(Point-per-instance localization data)
= Beginning of Section =

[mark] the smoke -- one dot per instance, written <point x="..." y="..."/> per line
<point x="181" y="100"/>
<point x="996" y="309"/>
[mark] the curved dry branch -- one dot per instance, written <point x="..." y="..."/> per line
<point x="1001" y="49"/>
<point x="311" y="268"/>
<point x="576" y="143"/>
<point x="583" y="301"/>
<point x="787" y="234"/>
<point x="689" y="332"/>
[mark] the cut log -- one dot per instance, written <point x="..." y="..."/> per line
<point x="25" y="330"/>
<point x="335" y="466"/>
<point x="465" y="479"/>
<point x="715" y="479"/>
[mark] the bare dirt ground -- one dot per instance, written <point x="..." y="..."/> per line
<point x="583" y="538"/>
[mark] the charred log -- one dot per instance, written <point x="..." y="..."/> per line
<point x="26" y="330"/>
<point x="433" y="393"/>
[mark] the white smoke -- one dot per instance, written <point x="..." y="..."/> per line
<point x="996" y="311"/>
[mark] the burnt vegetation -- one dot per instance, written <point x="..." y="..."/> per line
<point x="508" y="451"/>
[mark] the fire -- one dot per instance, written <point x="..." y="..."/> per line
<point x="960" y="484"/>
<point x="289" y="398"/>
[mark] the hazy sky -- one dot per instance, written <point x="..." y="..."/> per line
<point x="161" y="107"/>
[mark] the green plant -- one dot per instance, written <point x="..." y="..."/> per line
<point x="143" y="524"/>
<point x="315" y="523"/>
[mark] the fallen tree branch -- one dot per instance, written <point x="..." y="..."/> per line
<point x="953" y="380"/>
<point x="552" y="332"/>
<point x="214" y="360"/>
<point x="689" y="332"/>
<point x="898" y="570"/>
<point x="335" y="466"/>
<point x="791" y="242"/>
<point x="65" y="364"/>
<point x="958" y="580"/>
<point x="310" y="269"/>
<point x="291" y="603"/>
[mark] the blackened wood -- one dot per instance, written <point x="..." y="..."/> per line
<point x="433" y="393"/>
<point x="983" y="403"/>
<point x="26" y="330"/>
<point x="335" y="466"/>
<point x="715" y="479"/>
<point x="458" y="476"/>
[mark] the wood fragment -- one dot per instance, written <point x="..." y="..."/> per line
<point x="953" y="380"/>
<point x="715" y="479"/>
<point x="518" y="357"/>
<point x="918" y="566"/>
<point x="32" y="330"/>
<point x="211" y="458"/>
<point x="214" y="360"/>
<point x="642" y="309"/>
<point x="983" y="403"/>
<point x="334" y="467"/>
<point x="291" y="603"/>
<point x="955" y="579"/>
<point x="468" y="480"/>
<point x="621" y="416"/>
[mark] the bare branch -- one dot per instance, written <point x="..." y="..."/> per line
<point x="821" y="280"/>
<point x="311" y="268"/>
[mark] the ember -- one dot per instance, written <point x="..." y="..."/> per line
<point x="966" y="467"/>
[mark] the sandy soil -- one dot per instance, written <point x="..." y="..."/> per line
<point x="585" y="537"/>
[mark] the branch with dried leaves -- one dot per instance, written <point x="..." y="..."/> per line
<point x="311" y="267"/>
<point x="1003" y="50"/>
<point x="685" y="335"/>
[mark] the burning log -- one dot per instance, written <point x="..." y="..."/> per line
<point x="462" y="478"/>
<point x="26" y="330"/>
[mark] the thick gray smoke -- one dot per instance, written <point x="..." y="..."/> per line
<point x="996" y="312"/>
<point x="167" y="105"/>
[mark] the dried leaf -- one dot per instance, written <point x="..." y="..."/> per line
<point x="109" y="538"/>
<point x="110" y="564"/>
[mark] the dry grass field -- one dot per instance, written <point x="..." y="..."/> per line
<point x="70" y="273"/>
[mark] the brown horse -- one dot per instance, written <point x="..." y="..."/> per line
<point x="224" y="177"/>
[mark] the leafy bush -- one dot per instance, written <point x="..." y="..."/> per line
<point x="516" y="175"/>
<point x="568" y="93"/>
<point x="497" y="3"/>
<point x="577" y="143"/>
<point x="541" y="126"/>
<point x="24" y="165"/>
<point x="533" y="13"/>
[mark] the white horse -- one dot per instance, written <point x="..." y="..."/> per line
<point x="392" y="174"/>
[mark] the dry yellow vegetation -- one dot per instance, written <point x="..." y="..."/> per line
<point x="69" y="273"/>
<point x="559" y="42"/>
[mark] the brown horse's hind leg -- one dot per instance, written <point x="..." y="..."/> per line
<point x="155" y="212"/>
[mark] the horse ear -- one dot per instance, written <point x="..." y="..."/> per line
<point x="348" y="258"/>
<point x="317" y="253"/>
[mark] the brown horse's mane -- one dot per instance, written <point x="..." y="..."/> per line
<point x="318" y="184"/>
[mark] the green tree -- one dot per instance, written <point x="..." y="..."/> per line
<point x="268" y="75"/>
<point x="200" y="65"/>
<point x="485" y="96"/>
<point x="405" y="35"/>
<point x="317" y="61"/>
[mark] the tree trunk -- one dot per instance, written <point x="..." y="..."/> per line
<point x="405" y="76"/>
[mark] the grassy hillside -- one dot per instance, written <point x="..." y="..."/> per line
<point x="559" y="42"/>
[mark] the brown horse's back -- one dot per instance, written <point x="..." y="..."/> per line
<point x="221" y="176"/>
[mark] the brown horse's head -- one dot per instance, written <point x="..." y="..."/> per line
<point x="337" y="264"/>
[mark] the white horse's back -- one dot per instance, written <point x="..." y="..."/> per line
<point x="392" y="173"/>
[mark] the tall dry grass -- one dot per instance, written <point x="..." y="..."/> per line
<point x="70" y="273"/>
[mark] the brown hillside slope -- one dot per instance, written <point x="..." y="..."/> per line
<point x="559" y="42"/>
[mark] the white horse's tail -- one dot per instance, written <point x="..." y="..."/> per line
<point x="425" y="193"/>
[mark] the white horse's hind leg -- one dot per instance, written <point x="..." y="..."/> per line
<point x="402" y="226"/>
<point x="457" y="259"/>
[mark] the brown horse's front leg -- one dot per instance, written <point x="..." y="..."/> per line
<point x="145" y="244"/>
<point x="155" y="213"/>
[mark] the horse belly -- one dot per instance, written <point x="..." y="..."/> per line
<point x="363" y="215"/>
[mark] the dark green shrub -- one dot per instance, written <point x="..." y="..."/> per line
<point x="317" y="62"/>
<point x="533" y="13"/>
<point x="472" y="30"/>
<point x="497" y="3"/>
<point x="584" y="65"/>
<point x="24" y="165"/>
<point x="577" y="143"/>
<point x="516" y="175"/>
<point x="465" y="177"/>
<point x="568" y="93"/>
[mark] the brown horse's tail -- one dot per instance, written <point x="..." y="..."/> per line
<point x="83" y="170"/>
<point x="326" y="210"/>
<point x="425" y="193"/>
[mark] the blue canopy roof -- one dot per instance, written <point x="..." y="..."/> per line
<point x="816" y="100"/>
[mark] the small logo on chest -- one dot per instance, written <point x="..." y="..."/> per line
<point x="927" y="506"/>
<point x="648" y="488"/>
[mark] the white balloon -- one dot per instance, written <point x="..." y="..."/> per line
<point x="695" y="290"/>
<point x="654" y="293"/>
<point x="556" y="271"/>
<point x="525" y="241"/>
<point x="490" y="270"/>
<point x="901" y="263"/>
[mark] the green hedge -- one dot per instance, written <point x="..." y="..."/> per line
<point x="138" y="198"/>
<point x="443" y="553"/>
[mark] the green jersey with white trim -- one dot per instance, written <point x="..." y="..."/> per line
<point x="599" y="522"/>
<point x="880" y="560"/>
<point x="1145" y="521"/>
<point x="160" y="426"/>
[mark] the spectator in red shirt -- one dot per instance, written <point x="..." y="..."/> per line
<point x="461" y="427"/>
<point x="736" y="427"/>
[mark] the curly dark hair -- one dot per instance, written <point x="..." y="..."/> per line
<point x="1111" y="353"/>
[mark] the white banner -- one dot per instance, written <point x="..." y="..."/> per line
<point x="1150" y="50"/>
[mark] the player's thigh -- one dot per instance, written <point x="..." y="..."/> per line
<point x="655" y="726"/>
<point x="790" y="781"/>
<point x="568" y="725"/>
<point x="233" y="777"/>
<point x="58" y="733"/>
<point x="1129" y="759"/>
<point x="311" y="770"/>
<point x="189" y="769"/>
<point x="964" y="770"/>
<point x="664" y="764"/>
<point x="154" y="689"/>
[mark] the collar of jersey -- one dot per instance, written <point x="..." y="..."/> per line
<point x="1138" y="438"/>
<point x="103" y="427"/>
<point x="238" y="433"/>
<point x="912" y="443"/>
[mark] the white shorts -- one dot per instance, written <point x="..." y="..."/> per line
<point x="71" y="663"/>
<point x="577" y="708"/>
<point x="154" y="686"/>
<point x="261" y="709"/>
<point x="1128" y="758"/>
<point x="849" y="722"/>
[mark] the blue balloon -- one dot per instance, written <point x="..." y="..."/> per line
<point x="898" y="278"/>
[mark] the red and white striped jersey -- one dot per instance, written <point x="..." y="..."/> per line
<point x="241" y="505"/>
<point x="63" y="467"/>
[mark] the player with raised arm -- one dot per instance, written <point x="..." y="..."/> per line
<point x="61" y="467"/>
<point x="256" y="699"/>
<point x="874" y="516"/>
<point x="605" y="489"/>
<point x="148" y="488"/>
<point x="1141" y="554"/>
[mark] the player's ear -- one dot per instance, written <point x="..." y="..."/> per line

= End of Section =

• Task instructions: Print the line containing "[mark] the red", then every line after it through the last line of the records, each exactly as written; nothing else belongs in the answer.

• Result:
[mark] the red and white striped jersey -- one dot per instance, written <point x="..." y="..."/> per line
<point x="241" y="505"/>
<point x="63" y="467"/>
[mark] the player with raised arm -- one dot per instance, written <point x="..." y="..."/> per line
<point x="61" y="467"/>
<point x="256" y="699"/>
<point x="874" y="516"/>
<point x="605" y="489"/>
<point x="148" y="488"/>
<point x="1141" y="554"/>
[mark] the player's ear -- one dot per instance, written <point x="..." y="..."/> per line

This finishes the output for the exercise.